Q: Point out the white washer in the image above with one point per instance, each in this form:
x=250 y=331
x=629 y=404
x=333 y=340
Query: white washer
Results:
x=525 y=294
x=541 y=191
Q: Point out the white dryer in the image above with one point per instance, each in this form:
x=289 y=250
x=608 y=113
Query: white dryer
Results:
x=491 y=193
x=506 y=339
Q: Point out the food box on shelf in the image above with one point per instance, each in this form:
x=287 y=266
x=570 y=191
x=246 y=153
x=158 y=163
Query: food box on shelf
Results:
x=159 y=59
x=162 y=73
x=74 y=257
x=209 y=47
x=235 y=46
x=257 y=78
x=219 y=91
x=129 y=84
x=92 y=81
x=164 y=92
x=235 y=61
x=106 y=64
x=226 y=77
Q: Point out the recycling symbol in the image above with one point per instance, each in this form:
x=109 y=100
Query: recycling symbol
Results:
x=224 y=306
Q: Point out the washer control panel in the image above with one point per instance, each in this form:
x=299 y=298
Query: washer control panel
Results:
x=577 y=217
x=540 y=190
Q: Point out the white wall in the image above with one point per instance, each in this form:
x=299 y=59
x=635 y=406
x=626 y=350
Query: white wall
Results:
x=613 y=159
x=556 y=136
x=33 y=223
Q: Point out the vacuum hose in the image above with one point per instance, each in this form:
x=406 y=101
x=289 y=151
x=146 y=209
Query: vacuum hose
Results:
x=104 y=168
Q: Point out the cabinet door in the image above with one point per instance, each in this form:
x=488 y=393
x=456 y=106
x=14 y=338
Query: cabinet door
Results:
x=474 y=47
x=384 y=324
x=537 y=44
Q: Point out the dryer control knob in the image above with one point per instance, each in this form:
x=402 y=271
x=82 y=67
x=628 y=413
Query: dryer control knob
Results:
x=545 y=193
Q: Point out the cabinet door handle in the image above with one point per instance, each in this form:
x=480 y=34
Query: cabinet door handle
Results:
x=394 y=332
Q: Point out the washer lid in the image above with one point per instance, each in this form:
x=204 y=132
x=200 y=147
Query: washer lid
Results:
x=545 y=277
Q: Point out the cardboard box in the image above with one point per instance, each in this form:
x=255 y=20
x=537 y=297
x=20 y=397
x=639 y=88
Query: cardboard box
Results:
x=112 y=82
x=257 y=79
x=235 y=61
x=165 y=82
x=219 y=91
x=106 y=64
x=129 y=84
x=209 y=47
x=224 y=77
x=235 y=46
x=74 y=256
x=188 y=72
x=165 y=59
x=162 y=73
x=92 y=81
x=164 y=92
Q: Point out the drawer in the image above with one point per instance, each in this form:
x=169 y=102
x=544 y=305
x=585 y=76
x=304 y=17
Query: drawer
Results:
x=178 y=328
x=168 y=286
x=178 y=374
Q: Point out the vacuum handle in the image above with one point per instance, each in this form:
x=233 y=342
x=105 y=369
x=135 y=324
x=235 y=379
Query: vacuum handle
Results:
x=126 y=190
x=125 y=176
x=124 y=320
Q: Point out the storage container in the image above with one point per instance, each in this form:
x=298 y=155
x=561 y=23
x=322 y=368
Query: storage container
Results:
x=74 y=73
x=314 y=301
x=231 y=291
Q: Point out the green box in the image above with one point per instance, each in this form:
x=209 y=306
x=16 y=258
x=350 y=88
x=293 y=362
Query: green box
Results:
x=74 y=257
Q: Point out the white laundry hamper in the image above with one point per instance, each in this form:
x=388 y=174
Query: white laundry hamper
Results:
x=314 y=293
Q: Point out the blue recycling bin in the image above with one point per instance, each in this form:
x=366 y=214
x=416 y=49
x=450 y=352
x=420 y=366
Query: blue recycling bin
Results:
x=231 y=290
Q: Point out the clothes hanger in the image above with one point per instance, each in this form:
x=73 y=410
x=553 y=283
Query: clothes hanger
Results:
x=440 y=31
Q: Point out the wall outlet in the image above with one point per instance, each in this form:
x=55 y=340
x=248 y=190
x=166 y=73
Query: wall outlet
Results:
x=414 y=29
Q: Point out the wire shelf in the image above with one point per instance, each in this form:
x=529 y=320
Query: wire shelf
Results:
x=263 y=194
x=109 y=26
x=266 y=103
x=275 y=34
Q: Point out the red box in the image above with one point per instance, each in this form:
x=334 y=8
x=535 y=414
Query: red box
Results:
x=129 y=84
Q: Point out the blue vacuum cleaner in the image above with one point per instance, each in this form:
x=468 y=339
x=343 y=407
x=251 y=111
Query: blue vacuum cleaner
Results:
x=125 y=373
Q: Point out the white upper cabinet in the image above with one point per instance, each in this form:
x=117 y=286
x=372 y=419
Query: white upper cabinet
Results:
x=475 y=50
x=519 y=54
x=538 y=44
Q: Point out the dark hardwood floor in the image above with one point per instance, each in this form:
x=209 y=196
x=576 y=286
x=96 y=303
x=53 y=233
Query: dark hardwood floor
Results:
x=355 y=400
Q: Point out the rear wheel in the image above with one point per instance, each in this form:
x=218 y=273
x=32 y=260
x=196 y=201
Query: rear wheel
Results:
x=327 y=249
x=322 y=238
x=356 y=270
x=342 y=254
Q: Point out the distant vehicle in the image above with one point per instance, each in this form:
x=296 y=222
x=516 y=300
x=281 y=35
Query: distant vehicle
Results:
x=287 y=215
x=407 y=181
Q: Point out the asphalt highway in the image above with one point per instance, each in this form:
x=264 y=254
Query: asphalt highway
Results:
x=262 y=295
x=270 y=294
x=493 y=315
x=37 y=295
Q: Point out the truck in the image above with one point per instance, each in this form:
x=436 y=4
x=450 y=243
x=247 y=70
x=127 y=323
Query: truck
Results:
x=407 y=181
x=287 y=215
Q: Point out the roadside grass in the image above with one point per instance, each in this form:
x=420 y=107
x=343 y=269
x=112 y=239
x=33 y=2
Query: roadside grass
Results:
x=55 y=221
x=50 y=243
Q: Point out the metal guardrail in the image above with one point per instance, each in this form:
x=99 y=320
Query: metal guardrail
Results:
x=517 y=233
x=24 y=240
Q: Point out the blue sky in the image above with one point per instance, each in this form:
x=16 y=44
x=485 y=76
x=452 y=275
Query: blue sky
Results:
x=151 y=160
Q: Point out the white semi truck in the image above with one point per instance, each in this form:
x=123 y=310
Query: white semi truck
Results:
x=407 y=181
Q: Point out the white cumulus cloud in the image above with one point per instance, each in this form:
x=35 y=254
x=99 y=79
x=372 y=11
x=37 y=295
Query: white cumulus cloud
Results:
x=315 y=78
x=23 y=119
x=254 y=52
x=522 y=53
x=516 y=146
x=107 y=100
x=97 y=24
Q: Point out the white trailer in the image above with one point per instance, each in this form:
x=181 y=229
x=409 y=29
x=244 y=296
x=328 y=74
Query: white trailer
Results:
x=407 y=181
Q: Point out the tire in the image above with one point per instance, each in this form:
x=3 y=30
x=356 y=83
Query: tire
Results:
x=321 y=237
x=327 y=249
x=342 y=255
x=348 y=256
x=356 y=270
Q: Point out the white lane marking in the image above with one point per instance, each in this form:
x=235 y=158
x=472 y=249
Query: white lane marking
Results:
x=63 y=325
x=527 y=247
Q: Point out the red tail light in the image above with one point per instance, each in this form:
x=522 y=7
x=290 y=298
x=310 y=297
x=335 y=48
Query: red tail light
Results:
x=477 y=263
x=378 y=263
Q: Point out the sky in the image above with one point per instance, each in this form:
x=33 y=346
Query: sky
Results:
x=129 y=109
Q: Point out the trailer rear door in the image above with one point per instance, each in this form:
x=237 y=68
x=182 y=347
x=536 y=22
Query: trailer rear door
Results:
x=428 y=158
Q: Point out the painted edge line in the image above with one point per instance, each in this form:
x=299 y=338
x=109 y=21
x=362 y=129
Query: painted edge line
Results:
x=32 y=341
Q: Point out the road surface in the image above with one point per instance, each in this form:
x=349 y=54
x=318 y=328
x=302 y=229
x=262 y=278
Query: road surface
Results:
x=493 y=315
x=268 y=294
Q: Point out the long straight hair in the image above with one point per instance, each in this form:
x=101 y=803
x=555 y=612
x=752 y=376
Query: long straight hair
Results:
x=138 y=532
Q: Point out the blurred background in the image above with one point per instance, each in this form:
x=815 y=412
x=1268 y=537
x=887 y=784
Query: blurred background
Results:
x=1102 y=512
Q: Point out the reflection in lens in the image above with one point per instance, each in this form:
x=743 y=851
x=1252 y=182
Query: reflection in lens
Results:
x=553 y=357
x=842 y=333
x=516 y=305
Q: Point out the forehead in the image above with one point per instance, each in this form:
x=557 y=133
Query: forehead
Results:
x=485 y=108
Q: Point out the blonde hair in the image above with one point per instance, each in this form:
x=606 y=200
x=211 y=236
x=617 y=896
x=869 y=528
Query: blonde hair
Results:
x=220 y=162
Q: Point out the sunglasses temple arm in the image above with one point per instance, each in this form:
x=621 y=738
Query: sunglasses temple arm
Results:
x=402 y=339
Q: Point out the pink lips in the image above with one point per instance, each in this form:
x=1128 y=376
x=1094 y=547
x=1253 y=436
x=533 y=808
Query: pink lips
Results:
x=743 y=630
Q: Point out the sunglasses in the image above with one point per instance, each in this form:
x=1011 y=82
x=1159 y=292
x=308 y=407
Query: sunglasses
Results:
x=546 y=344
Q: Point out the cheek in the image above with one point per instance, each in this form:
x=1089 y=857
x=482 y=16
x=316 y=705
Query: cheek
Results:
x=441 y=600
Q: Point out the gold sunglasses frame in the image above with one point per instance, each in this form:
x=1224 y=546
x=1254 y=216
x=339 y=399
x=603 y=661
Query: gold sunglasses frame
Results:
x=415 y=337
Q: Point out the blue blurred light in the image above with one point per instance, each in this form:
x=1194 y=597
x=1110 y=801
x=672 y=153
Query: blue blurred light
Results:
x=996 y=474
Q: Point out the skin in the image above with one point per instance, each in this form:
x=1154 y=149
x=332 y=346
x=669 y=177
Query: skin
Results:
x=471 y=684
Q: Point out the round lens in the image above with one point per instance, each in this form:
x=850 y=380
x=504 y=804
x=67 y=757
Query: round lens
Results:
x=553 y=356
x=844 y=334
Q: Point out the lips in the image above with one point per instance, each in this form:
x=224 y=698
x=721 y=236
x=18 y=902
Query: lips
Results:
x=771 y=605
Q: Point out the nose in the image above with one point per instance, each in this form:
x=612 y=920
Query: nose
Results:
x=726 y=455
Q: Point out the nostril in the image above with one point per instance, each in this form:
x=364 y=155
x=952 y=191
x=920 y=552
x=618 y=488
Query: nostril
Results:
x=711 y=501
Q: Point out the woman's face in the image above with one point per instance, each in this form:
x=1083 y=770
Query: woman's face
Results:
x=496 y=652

* * * * * * * * *

▶ _EXERCISE GOAL_:
If a line above holds the string "cumulus", return it as it stands.

▶ _RESULT OF THE EXERCISE_:
Q: Point out the white cumulus cloud in the image above with one point per instance, each in this form:
Query: white cumulus cloud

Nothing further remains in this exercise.